#### Short exercise
Locate every line in the rows below that contains the string "yellow", and copy each of those lines out in full.

[Records from an annotation dataset]

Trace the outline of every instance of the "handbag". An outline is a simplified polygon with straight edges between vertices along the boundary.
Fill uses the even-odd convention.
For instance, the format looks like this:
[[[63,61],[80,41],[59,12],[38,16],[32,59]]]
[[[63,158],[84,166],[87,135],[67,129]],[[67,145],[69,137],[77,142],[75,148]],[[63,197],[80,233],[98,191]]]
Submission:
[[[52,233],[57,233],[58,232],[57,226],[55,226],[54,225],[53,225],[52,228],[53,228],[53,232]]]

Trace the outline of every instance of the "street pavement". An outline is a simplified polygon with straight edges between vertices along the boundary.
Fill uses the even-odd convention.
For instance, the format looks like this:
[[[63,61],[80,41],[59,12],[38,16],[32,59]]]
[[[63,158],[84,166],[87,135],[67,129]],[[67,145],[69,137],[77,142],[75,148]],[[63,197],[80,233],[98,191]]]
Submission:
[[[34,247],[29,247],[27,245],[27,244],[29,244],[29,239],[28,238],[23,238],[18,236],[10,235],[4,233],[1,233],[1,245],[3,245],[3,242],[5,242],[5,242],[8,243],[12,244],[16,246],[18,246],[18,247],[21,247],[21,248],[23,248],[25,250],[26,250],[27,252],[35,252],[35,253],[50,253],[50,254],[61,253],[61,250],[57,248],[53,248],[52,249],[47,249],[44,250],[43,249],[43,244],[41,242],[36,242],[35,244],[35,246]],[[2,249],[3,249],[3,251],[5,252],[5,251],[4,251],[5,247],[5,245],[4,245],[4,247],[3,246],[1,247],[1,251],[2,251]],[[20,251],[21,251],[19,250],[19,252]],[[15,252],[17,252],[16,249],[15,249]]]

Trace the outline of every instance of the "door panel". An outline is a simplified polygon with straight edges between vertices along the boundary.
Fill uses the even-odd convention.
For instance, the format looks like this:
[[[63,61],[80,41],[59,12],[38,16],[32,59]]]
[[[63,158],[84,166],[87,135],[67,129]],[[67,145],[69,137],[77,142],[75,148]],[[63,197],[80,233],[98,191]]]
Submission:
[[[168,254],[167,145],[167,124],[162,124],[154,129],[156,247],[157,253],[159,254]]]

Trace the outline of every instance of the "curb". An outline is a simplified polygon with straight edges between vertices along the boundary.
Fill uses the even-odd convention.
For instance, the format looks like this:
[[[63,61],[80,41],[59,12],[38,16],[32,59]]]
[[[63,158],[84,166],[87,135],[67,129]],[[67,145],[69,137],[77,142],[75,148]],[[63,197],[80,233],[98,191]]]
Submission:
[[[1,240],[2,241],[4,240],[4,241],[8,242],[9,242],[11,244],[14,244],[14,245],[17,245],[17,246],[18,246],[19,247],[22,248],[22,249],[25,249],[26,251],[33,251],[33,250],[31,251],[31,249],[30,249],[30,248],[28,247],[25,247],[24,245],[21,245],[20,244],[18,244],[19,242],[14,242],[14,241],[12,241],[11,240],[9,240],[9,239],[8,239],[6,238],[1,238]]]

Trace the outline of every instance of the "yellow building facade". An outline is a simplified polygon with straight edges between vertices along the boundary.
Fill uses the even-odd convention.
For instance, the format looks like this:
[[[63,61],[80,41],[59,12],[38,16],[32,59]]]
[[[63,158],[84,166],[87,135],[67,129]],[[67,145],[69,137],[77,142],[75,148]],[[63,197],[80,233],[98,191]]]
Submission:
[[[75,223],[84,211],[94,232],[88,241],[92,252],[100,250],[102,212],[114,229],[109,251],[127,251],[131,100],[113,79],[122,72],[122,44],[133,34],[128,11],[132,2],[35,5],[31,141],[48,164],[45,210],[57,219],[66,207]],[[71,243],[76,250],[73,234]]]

...

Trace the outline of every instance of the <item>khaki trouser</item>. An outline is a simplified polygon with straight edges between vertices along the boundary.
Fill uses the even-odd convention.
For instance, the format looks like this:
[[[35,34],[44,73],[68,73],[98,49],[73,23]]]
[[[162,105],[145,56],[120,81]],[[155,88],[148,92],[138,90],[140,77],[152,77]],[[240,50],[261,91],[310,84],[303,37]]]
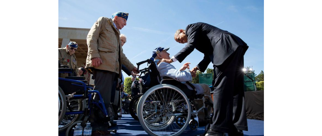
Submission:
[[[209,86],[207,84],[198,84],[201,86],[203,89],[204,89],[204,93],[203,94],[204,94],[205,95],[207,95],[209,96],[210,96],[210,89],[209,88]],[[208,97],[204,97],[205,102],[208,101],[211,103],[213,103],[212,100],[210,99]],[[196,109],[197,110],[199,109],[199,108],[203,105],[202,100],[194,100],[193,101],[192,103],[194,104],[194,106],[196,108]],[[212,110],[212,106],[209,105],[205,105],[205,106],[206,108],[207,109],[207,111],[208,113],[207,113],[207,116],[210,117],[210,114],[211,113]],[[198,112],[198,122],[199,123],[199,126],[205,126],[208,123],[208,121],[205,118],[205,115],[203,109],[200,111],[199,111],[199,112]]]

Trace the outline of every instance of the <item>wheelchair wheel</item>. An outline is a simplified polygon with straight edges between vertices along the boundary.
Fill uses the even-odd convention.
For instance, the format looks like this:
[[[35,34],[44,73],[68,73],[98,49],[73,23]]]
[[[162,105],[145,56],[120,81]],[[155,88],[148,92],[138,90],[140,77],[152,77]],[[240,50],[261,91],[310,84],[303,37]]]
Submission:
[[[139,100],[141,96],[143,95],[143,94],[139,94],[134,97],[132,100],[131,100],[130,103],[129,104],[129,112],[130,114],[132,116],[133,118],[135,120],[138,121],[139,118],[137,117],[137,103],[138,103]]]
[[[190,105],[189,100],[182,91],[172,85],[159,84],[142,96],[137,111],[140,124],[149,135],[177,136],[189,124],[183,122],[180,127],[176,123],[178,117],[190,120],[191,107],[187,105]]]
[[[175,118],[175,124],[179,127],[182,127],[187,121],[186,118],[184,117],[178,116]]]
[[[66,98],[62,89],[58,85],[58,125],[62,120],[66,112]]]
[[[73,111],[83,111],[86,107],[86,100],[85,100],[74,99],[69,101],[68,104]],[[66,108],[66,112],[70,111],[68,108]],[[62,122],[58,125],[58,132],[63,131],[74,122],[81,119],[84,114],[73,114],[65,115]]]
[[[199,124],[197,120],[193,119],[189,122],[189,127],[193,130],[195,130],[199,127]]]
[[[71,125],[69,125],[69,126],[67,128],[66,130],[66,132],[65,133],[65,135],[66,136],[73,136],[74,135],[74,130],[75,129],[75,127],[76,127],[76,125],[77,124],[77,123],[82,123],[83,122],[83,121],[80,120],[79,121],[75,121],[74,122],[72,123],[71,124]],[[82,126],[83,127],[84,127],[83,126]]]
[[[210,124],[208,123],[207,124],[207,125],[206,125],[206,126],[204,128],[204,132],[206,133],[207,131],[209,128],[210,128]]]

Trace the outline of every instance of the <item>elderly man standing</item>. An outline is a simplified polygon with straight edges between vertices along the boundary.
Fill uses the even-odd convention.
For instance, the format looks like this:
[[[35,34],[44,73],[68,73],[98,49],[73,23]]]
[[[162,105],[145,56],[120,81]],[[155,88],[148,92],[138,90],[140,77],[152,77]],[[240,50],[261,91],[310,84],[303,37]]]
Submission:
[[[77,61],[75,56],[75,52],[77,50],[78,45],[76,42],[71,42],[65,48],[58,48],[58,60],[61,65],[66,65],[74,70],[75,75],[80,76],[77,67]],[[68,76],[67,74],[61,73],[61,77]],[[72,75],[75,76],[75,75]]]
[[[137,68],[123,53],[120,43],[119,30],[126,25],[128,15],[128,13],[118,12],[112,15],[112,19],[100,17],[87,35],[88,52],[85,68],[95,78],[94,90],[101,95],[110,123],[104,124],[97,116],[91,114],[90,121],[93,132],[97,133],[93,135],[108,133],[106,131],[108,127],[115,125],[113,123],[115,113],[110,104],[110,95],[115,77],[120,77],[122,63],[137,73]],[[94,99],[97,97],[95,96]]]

--

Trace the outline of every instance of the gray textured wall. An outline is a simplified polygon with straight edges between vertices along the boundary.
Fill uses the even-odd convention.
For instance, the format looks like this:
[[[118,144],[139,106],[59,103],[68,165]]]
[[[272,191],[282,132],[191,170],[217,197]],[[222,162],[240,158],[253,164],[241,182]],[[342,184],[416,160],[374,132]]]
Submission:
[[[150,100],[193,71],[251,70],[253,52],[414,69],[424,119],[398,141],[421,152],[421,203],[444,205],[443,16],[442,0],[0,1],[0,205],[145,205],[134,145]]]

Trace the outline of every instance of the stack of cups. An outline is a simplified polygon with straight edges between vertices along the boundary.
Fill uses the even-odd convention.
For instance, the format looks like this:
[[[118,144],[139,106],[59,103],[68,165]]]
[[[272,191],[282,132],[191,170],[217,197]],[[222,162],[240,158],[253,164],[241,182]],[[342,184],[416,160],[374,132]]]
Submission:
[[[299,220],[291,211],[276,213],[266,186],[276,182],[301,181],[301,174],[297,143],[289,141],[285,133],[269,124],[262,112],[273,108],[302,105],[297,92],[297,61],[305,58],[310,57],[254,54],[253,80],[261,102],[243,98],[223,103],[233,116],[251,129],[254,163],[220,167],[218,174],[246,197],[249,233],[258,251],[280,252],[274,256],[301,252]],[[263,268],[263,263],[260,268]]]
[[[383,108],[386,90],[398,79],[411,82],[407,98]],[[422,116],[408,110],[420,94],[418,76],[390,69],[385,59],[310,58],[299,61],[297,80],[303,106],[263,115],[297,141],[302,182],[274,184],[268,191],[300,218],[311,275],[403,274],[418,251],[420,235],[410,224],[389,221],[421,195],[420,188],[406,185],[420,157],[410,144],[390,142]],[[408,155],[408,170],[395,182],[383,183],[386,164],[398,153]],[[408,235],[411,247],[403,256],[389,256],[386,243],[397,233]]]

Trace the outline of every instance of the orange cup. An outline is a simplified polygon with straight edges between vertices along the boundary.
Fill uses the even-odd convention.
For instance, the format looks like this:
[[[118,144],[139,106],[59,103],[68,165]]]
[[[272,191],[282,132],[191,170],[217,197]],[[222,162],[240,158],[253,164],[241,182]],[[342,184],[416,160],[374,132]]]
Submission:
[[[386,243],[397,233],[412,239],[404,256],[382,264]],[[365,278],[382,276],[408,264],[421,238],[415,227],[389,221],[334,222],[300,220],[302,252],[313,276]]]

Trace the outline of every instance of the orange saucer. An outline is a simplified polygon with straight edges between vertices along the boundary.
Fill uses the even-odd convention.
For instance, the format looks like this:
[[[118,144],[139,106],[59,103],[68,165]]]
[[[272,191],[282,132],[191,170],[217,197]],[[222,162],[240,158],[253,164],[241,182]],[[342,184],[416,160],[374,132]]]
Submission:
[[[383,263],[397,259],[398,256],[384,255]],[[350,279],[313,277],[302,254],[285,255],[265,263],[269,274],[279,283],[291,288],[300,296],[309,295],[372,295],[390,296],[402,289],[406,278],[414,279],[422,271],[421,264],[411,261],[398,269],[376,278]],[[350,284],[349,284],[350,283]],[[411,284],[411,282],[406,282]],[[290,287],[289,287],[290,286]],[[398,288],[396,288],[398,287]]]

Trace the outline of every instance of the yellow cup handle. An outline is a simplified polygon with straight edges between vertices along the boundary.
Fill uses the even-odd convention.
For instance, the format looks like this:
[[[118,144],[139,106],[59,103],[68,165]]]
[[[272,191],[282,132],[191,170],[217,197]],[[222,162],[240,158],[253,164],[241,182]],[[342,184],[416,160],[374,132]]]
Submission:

#### Task answer
Trace the outline of every instance of the "yellow building facade". An outline is a simplified polygon with straight edges between vertices along the boundary.
Trace the outline of every instance of the yellow cup handle. An outline is a simplified polygon with straight edges between vertices along the boundary.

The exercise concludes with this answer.